→ **Aim of the task**
List each line of the material below that contains the string "truck". Case counts.

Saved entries
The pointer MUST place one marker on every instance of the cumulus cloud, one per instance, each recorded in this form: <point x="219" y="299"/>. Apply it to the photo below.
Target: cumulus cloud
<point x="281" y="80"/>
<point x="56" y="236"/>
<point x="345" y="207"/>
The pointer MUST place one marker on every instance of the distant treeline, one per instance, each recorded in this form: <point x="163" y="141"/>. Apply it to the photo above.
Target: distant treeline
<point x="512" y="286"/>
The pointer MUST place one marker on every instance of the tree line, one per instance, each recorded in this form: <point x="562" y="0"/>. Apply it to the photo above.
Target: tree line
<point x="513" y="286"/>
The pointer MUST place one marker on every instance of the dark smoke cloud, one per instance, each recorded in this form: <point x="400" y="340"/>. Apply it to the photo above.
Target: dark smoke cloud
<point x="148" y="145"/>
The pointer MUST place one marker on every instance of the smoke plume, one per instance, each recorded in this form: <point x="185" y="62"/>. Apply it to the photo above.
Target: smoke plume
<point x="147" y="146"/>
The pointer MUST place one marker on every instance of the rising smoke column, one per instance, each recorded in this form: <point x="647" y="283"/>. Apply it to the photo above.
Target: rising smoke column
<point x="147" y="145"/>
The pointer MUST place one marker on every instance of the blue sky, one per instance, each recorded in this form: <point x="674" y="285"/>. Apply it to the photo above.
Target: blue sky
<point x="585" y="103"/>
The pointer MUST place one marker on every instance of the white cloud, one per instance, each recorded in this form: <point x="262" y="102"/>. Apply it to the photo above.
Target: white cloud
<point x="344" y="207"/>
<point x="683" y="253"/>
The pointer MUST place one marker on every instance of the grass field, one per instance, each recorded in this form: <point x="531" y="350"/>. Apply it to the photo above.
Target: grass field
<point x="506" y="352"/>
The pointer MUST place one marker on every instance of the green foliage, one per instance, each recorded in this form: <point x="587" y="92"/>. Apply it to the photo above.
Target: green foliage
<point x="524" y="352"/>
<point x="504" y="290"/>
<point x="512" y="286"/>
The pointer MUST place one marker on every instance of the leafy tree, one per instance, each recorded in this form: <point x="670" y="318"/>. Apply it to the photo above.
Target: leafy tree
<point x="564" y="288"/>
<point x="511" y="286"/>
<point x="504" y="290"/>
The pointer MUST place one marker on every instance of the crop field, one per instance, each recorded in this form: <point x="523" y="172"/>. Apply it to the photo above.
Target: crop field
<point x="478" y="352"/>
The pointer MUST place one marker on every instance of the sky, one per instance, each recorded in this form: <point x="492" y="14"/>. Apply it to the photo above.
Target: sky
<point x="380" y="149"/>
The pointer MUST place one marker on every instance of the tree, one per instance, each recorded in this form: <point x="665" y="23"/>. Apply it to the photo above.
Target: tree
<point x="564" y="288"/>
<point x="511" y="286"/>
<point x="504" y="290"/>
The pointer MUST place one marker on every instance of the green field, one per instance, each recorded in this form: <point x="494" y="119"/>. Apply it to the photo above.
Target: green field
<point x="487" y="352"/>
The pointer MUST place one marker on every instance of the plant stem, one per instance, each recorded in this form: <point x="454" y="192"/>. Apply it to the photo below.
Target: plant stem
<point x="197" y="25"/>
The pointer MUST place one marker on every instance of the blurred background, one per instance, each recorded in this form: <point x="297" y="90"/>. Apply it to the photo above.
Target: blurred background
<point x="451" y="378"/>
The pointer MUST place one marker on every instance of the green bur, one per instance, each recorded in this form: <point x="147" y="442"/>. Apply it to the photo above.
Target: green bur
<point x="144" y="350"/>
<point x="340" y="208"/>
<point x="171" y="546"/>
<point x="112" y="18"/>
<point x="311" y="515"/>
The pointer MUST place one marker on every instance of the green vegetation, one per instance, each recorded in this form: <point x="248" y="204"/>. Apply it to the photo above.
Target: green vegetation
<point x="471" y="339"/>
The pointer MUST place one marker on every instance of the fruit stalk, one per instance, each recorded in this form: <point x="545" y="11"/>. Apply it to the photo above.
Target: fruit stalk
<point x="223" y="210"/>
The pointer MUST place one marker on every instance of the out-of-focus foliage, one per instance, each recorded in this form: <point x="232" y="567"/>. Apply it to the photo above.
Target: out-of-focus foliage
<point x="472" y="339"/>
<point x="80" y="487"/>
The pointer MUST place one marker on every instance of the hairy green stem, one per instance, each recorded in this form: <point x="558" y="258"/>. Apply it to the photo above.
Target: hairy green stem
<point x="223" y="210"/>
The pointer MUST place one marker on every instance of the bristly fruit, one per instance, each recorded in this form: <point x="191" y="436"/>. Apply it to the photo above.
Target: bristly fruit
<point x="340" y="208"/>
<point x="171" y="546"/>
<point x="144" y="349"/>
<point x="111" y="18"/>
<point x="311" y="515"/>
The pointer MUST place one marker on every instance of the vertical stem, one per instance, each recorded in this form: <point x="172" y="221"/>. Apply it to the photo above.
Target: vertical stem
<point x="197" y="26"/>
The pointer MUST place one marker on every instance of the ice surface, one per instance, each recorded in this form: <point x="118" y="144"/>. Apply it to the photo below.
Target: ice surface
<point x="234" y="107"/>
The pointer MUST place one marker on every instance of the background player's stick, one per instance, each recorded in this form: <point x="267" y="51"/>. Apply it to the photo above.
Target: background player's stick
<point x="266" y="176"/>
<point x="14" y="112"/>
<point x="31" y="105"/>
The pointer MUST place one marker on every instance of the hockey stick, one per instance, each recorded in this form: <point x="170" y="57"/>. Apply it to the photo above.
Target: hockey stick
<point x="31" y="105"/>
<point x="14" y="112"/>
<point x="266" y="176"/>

--

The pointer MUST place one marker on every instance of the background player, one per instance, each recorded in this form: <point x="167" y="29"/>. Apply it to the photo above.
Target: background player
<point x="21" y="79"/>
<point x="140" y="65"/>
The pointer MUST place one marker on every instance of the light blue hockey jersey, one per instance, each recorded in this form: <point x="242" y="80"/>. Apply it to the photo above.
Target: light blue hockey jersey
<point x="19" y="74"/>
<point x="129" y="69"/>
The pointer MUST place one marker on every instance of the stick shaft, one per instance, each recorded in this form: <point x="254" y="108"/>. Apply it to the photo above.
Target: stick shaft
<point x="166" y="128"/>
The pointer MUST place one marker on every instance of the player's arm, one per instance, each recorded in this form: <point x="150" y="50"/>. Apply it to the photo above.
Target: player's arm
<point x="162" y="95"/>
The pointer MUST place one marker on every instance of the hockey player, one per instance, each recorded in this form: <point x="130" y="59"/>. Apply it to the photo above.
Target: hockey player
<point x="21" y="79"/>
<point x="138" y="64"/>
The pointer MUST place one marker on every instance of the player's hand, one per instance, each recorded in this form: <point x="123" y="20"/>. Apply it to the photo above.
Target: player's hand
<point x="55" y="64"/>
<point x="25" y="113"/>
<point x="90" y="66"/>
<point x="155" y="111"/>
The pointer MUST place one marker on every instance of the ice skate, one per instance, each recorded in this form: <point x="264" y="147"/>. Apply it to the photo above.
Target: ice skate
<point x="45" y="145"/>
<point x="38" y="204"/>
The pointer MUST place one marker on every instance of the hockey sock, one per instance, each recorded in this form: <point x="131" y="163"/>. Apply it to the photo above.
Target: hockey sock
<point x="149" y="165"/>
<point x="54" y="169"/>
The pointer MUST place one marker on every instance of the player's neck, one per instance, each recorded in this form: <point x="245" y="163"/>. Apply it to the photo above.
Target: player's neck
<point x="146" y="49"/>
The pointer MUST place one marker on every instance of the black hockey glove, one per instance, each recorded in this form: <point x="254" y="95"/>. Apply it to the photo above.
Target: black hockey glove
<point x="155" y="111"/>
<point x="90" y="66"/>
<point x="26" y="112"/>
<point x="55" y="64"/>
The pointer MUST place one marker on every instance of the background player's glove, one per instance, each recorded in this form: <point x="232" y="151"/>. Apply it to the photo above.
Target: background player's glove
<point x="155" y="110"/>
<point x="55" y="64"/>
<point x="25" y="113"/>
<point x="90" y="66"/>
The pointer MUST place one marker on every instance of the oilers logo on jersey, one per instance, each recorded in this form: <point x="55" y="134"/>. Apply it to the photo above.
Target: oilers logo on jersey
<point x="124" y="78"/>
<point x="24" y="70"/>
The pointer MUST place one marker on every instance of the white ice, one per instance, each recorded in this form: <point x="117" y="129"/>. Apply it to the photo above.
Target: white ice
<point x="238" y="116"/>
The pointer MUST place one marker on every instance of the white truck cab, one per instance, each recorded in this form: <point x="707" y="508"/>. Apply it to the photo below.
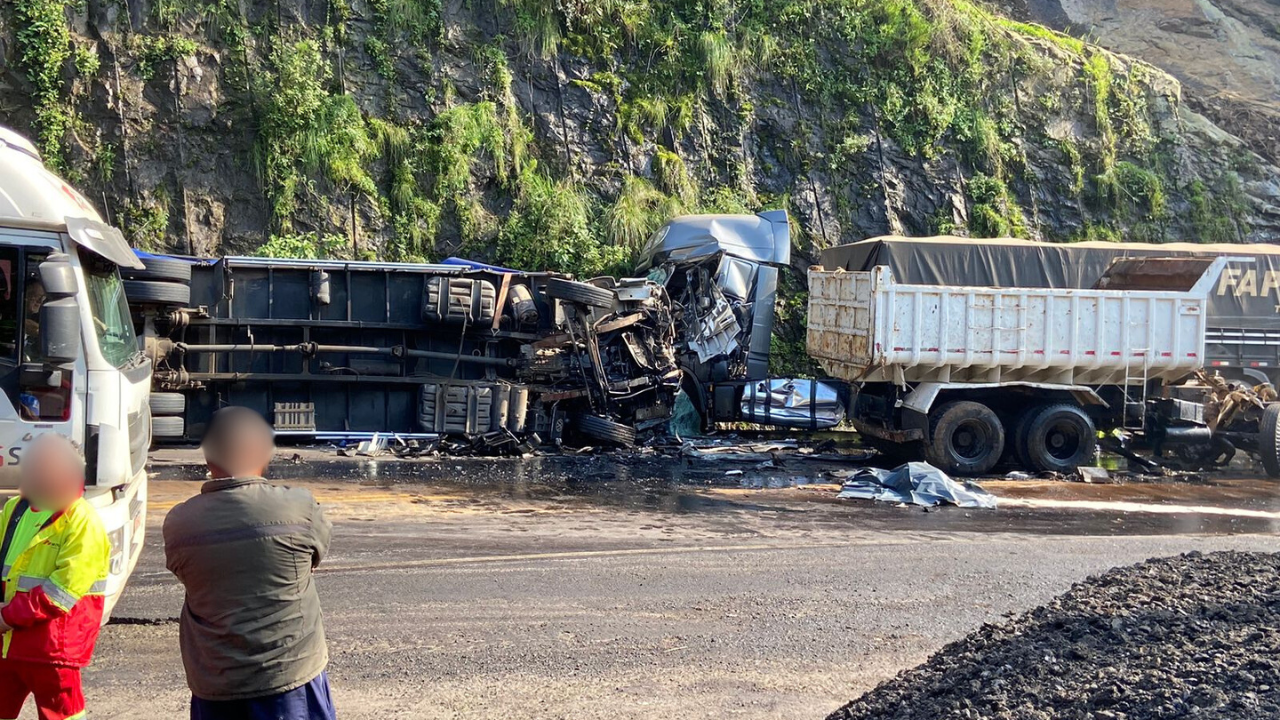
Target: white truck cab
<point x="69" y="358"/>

...

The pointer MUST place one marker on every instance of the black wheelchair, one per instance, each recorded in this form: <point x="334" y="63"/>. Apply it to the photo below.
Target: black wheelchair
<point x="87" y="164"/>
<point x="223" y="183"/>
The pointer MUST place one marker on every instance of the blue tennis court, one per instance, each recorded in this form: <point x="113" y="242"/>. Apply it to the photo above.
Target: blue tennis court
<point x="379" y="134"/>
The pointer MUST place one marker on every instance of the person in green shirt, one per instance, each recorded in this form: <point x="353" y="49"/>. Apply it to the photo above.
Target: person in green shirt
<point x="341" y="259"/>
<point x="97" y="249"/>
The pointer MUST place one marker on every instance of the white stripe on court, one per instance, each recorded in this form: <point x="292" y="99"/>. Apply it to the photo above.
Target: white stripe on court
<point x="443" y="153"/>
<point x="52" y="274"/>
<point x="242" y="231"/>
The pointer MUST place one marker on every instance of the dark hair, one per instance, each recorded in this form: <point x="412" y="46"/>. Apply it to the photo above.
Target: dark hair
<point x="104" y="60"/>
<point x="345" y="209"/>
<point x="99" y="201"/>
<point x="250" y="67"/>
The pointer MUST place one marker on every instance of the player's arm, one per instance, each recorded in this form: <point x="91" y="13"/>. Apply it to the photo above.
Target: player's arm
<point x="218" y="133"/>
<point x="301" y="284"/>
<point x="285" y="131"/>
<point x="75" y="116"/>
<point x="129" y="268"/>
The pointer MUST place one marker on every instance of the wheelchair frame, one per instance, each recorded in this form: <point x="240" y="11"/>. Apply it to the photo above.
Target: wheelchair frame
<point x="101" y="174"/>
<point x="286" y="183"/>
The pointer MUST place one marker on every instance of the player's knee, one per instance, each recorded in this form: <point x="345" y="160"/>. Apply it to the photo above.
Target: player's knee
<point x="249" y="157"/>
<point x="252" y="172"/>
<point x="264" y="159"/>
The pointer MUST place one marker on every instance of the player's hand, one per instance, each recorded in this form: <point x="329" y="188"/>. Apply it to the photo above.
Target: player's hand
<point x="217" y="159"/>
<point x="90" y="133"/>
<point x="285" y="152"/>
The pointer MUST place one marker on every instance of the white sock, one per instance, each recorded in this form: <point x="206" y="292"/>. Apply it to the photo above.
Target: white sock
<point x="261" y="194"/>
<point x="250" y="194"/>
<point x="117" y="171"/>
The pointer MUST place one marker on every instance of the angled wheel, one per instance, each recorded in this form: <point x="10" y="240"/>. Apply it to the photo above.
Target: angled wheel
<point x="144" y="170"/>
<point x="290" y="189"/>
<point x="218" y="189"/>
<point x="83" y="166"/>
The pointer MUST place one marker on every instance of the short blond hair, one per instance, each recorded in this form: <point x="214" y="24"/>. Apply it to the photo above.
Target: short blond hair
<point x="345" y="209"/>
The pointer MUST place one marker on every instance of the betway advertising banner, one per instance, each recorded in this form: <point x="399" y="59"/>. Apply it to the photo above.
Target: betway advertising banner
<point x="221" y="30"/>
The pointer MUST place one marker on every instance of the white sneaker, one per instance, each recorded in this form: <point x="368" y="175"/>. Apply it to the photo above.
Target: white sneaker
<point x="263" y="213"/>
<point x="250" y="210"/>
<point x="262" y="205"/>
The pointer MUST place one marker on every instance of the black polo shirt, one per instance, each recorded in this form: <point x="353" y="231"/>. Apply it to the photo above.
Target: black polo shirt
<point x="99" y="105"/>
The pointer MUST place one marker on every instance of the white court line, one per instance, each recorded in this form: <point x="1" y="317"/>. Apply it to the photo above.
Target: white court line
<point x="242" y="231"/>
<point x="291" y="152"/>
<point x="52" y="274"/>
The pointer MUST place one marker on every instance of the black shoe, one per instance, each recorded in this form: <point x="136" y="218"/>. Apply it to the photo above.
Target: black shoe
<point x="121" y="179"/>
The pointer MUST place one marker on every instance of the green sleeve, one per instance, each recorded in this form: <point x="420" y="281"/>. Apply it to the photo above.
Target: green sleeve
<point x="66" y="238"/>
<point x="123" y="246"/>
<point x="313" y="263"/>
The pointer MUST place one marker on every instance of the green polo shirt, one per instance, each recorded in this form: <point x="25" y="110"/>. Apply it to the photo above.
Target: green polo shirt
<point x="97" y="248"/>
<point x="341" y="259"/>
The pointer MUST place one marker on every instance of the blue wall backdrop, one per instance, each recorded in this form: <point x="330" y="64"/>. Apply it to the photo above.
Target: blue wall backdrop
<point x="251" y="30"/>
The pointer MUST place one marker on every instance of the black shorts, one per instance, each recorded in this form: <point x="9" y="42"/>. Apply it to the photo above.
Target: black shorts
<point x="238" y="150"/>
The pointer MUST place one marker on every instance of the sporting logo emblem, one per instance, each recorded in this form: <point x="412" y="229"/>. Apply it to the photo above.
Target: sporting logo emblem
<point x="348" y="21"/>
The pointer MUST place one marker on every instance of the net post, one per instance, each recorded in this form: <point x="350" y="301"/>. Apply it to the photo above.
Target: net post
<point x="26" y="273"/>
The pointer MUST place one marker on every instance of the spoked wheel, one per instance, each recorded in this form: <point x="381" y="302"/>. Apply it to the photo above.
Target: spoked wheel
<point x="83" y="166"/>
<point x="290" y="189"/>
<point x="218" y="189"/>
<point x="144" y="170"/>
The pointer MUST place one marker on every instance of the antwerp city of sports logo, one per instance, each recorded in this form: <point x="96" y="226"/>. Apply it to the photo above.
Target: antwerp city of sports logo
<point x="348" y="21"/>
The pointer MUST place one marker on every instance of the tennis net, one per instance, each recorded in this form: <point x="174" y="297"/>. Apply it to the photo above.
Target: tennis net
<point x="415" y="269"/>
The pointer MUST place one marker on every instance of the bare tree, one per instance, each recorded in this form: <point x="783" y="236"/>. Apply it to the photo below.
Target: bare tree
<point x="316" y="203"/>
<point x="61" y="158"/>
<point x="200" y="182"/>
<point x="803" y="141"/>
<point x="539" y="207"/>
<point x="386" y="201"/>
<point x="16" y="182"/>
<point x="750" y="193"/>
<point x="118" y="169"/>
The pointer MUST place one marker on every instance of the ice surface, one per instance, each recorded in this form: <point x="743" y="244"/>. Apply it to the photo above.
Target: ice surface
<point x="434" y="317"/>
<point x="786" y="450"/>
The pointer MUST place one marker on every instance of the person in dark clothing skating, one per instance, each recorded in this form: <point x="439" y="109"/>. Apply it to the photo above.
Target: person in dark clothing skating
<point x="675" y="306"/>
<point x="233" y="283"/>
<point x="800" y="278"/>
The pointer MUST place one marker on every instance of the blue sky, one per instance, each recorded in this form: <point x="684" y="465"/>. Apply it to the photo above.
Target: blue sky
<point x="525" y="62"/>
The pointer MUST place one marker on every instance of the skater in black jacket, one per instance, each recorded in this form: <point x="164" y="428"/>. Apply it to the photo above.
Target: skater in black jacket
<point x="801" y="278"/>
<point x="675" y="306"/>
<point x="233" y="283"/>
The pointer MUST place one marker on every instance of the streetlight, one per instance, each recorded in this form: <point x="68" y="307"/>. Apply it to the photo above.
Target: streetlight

→ **Reply to the exercise**
The pointer MUST place one marker on every instance of the white truck cab, one per instance, each recorded in this form: <point x="707" y="508"/>. Apply it to the photo below.
Target: white truck cab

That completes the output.